Please echo the material below from the line containing "Where can the bare tree" through the line containing "<point>943,339</point>", with both of those lines included.

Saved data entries

--*--

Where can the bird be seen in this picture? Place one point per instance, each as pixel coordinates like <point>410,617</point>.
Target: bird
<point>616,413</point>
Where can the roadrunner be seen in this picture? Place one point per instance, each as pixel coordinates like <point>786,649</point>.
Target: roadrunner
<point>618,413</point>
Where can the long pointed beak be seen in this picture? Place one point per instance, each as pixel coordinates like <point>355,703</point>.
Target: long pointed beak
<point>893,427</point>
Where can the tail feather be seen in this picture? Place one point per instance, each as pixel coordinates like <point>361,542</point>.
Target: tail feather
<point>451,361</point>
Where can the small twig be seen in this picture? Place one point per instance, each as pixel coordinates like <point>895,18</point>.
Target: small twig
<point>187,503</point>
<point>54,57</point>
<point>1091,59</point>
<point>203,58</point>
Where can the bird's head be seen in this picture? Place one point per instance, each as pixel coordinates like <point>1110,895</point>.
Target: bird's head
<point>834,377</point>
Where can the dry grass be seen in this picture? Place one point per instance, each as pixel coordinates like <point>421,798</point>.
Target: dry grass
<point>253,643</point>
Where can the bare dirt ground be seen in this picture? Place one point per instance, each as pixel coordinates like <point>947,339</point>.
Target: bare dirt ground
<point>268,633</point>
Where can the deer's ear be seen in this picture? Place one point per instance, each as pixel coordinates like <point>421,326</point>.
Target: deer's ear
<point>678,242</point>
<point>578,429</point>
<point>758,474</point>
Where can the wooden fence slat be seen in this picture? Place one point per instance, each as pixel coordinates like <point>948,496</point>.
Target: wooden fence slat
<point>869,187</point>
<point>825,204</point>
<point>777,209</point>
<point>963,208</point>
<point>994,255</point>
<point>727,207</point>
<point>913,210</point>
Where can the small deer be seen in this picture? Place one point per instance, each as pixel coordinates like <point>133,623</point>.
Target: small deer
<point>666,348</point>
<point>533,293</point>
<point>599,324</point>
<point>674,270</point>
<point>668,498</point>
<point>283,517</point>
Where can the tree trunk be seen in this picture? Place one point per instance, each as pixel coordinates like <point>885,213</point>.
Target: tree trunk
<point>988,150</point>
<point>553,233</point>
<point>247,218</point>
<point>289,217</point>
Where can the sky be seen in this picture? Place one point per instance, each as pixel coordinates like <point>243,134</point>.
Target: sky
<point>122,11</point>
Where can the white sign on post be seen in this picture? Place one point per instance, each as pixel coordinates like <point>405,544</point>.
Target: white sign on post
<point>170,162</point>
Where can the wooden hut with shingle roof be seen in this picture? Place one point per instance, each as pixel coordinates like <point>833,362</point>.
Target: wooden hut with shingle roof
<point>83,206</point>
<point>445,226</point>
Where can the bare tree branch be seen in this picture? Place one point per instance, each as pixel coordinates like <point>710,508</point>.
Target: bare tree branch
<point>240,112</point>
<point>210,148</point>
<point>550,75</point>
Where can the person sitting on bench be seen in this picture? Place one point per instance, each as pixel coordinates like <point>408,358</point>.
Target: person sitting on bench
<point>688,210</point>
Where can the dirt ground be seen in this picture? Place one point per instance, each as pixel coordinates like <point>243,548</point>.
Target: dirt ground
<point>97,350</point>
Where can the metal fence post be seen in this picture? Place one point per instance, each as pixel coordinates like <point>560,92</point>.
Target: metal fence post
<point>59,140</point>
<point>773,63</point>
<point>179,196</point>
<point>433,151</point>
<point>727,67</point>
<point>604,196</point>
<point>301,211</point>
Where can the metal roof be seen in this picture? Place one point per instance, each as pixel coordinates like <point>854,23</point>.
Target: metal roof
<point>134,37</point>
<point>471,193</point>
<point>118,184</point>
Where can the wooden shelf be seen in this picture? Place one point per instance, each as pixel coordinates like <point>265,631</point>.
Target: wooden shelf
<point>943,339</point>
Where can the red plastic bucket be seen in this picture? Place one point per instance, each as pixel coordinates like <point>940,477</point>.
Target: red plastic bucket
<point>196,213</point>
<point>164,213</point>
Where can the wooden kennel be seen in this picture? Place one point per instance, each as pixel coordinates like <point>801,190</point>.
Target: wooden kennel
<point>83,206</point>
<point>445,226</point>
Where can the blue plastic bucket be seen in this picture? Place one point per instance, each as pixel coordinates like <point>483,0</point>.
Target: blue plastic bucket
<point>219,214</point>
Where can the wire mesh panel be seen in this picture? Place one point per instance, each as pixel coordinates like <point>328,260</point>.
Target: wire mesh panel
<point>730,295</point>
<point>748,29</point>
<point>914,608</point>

--*--

● **CORRECT RESPONSE**:
Where can the bare tree branch be seen in this picture? Place one point per instance, each as pixel coordinates like <point>710,508</point>.
Target: bare tree branch
<point>240,112</point>
<point>210,148</point>
<point>550,75</point>
Where can the person sitting on bench be seen in this picture? Place one point per instance, each as pixel coordinates like <point>408,358</point>.
Target: person sitting on bench
<point>688,210</point>
Where can the dirt ground be seen in this picture? Place one point per instance, each as pixel coordinates like <point>243,548</point>.
Target: dirt ground
<point>97,350</point>
Where can the metal fence post be seen in this picture? Place one point per instance, each as pixel coordinates like <point>560,92</point>.
Target: metal fence post
<point>59,140</point>
<point>773,63</point>
<point>179,196</point>
<point>433,151</point>
<point>727,67</point>
<point>604,196</point>
<point>301,211</point>
Where can the metal roof be seen in this picture? Place one point per instance, each as pixel coordinates like <point>854,23</point>.
Target: metal roof
<point>134,37</point>
<point>471,193</point>
<point>118,184</point>
Where can the wooden shelf be seen in this picture? Place one point per instance, each as pixel coordinates like <point>265,631</point>.
Target: wooden shelf
<point>943,339</point>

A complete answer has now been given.